**TASK TO CARRY OUT:** Can you rewrite the records, from the line containing "In the picture above, where can the black tuxedo" through the end of the records, as a Markdown table with the columns Row and Line, numbering each line and omitting blank lines? Leave the pictures out.

**DATASET EXTRACT:**

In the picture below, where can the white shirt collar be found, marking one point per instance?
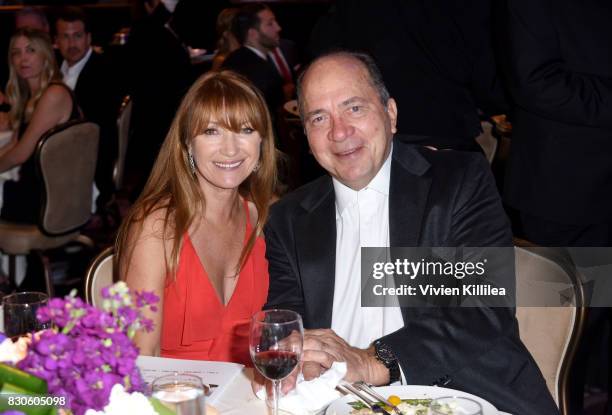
(75, 70)
(257, 52)
(345, 196)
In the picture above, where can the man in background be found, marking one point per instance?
(256, 28)
(90, 76)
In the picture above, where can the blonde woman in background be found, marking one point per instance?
(194, 237)
(39, 101)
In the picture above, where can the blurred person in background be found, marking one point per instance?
(90, 76)
(194, 237)
(158, 74)
(256, 28)
(226, 42)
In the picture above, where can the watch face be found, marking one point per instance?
(384, 353)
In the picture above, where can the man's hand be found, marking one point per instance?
(324, 347)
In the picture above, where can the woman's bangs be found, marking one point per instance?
(230, 106)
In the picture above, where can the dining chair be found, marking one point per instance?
(99, 275)
(124, 133)
(67, 187)
(550, 333)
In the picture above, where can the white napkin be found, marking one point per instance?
(309, 397)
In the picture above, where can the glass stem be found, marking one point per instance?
(275, 395)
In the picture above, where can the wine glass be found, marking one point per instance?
(275, 343)
(182, 393)
(20, 312)
(455, 405)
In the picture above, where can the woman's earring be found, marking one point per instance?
(191, 161)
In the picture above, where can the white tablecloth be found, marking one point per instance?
(238, 398)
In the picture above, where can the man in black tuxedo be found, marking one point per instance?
(383, 191)
(435, 56)
(90, 76)
(256, 28)
(559, 175)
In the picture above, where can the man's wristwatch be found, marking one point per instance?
(385, 355)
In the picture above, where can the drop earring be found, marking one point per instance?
(191, 161)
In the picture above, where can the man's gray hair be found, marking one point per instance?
(374, 75)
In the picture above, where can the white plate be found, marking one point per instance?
(341, 407)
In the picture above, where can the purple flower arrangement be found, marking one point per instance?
(89, 350)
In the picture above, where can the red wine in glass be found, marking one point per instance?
(276, 364)
(275, 343)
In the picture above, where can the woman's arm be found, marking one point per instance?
(143, 268)
(53, 108)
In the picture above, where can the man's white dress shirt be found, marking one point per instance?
(71, 73)
(362, 220)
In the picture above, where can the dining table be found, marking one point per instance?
(238, 397)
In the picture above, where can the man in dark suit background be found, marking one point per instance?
(384, 192)
(256, 28)
(91, 78)
(559, 174)
(436, 58)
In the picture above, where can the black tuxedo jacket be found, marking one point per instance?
(260, 72)
(560, 67)
(436, 198)
(97, 94)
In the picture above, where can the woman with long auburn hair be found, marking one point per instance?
(194, 236)
(39, 101)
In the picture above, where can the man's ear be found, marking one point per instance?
(392, 111)
(251, 35)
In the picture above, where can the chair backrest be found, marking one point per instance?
(124, 132)
(66, 159)
(551, 334)
(99, 275)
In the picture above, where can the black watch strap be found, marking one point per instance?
(385, 355)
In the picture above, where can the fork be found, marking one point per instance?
(347, 387)
(370, 391)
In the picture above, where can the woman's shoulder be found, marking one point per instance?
(56, 94)
(252, 210)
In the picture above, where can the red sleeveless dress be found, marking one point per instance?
(196, 325)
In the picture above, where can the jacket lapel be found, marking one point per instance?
(408, 194)
(315, 239)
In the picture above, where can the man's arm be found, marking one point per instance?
(437, 342)
(285, 288)
(541, 81)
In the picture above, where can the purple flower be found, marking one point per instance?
(88, 350)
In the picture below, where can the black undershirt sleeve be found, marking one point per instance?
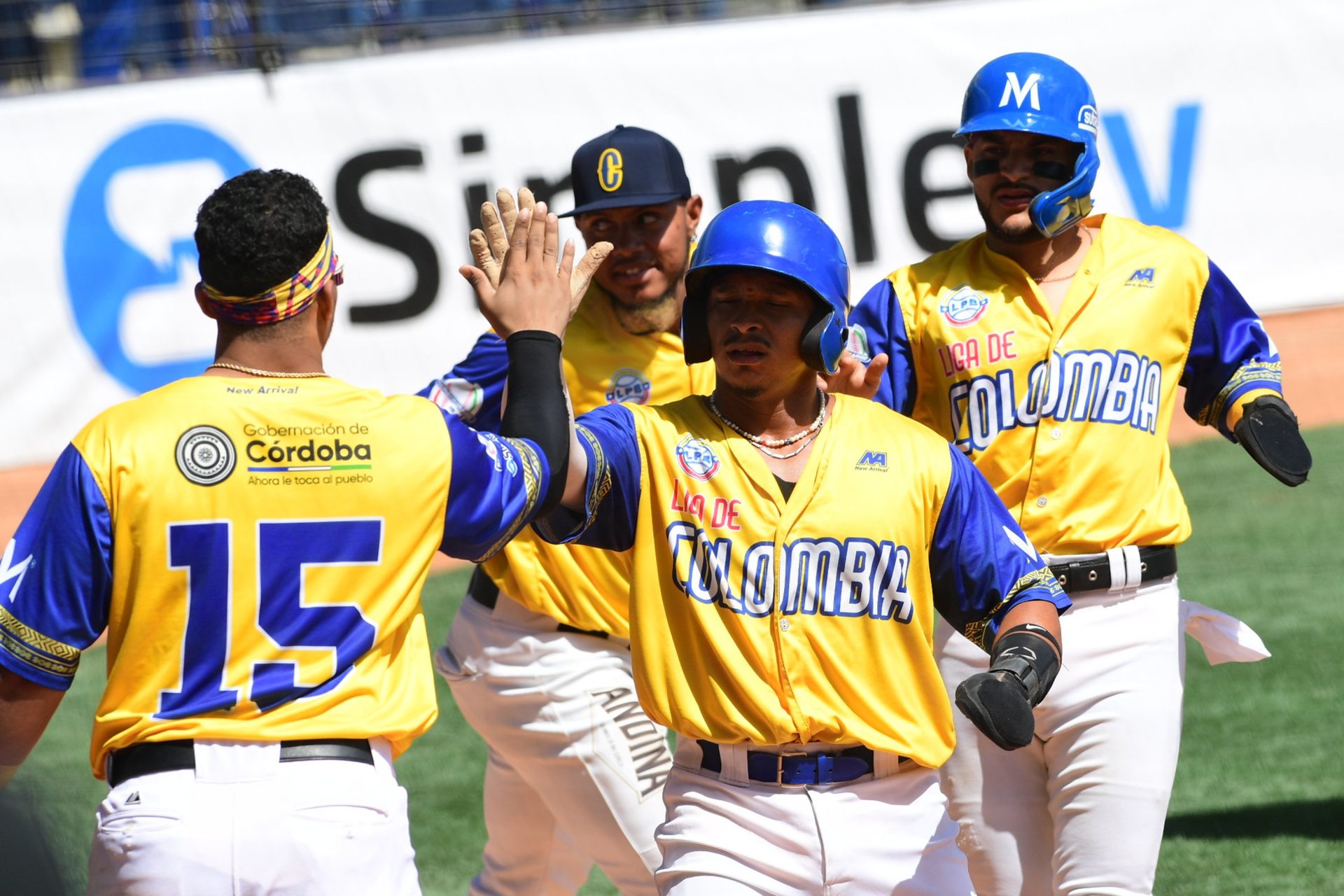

**COMPLETED EXERCISE:**
| Row | Line |
|---|---|
| 1 | In the picture above, where can the black tuxedo jacket be found, marking one point per instance? |
| 2 | (260, 72) |
| 3 | (560, 67) |
| 4 | (436, 198) |
| 5 | (97, 94) |
| 6 | In the picture above, where can the woman with long auburn hair be found, marking one point per instance? |
| 7 | (194, 236) |
| 8 | (39, 101) |
| 9 | In the picture above, where can the man's ear be found, marking one point per instance? |
| 10 | (392, 111) |
| 11 | (251, 35) |
| 12 | In the picture above, where can the chair backrest be found, marking one point per instance? |
| 13 | (124, 132) |
| 14 | (66, 159) |
| 15 | (551, 334) |
| 16 | (99, 275) |
| 17 | In the picture above, where can the black watch strap be found, marking one point per instance? |
| 18 | (385, 355) |
| 19 | In the picture above, where can the fork be found, marking one point per instance? |
| 20 | (347, 387) |
| 21 | (370, 391) |
| 22 | In the picture above, where can the woman's shoulder be found, marking one point per instance? |
| 23 | (56, 94) |
| 24 | (252, 210) |
| 25 | In the picture above, where can the red sleeveless dress be found, marking one point per instance? |
| 26 | (196, 325) |
| 27 | In the picture above, where can the jacket lapel be found, marking one point per instance? |
| 28 | (408, 194) |
| 29 | (315, 239) |
| 30 | In the picture above, where can the man's arm be found, marking one point per instance? |
| 31 | (437, 342) |
| 32 | (285, 288) |
| 33 | (541, 81) |
| 34 | In the picture above, where can the purple flower be found, marking one point per instance? |
| 35 | (88, 350) |
| 36 | In the picture below, where can the black undershirt sleeve be found, marking one point per instance? |